Excerpt:

The go-ahead has been initiated for test phases 2 and 3 to detect wildfires with the long-range drone Avy Aera. The Veluwe Forest Fire Committee (VBC) and Avy are jointly investigating the use of drones for the early detection of wildfires. Using artificial intelligence to find such fires is new in The Netherlands. The capability of obtaining real-time imagery with a camera is also unprecedented. Test phase 1, which took place in February demonstrated that the drone can distinguish a wildfire at a great distance. The aim of this next phase is to optimise the routes of the Avy drone to automatically recognise and detect wildfires.
Drones as an alternative
Until now, planes have been used to monitor nature preserves against fires in The Netherlands. This project investigates whether the use of drones can be an alternative in the Hoge Veluwe National Park. Due to climate change, wildfires are becoming more frequent, making monitoring increasingly more important. It is expected that gains can be made with drones in terms of speed, size of the area monitored and real-time imagery shared with the control centre. Additionally, working with drones emits less CO2. The analysis of the costs and benefits of the situation in The Netherlands will follow in the autumn during phase 4. At the same time, work is being carried out to improve the artificial intelligence for wildfire recognition and detection, in which preparations will be made for full integration with the control centre (phase 5).

Prompt 1: Decide whether each statement agrees with the passage on wildfire drones: (a) Test phase 1 took place in February. (b) The cost and benefit analysis is planned for phase 5. (c) Working with drones emits more CO2. Answer yes or no for each, and quote the words of the passage that settle it.
Prompt 2: Reproduce the part of the passage on wildfire drones that begins at the words "The go-ahead has" and stops after "and detect wildfires.".
The lines after this point were taken from a separate source.

(Stored items from a collection)
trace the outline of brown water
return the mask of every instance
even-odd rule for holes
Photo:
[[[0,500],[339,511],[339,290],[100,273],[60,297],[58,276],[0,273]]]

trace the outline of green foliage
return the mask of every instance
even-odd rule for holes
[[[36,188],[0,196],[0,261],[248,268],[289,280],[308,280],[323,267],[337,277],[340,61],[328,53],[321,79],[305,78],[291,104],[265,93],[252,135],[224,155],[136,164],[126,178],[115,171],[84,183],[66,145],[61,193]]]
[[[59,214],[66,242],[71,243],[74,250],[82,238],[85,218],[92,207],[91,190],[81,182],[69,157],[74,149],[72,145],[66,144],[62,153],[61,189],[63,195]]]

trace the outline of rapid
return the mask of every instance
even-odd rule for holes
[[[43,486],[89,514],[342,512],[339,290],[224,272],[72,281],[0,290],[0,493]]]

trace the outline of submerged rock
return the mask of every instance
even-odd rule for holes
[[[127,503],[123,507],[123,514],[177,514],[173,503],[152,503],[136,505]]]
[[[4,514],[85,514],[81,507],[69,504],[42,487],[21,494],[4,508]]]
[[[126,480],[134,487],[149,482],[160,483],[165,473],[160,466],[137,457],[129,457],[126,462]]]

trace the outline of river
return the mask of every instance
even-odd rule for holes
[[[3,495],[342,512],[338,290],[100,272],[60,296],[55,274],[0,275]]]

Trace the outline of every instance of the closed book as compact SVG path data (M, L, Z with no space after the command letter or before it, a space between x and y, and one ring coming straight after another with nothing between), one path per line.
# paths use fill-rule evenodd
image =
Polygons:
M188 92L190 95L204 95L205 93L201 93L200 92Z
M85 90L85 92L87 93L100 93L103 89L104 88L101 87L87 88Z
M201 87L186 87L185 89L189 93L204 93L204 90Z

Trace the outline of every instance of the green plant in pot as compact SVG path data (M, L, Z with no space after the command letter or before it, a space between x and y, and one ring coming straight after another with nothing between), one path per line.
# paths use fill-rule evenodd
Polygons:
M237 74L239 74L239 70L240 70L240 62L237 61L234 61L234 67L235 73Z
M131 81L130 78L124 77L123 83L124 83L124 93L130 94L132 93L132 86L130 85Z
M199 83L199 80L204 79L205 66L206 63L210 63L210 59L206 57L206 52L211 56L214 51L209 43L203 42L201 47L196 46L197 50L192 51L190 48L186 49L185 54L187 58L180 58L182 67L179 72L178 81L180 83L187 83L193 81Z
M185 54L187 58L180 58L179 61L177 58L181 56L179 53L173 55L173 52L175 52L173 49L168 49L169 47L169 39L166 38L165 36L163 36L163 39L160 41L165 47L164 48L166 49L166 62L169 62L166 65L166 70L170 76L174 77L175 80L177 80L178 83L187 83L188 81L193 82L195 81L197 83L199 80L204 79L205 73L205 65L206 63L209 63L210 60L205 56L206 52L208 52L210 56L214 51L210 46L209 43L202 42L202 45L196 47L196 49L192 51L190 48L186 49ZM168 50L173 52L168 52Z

Correct result 1:
(a) Yes: "Test phase 1, which took place in February demonstrated that the drone can distinguish a wildfire at a great distance."
(b) No: "The analysis of the costs and benefits of the situation in The Netherlands will follow in the autumn during phase 4."
(c) No: "Additionally, working with drones emits less CO2."

Correct result 2:
The go-ahead has been initiated for test phases 2 and 3 to detect wildfires with the long-range drone Avy Aera. The Veluwe Forest Fire Committee (VBC) and Avy are jointly investigating the use of drones for the early detection of wildfires. Using artificial intelligence to find such fires is new in The Netherlands. The capability of obtaining real-time imagery with a camera is also unprecedented. Test phase 1, which took place in February demonstrated that the drone can distinguish a wildfire at a great distance. The aim of this next phase is to optimise the routes of the Avy drone to automatically recognise and detect wildfires.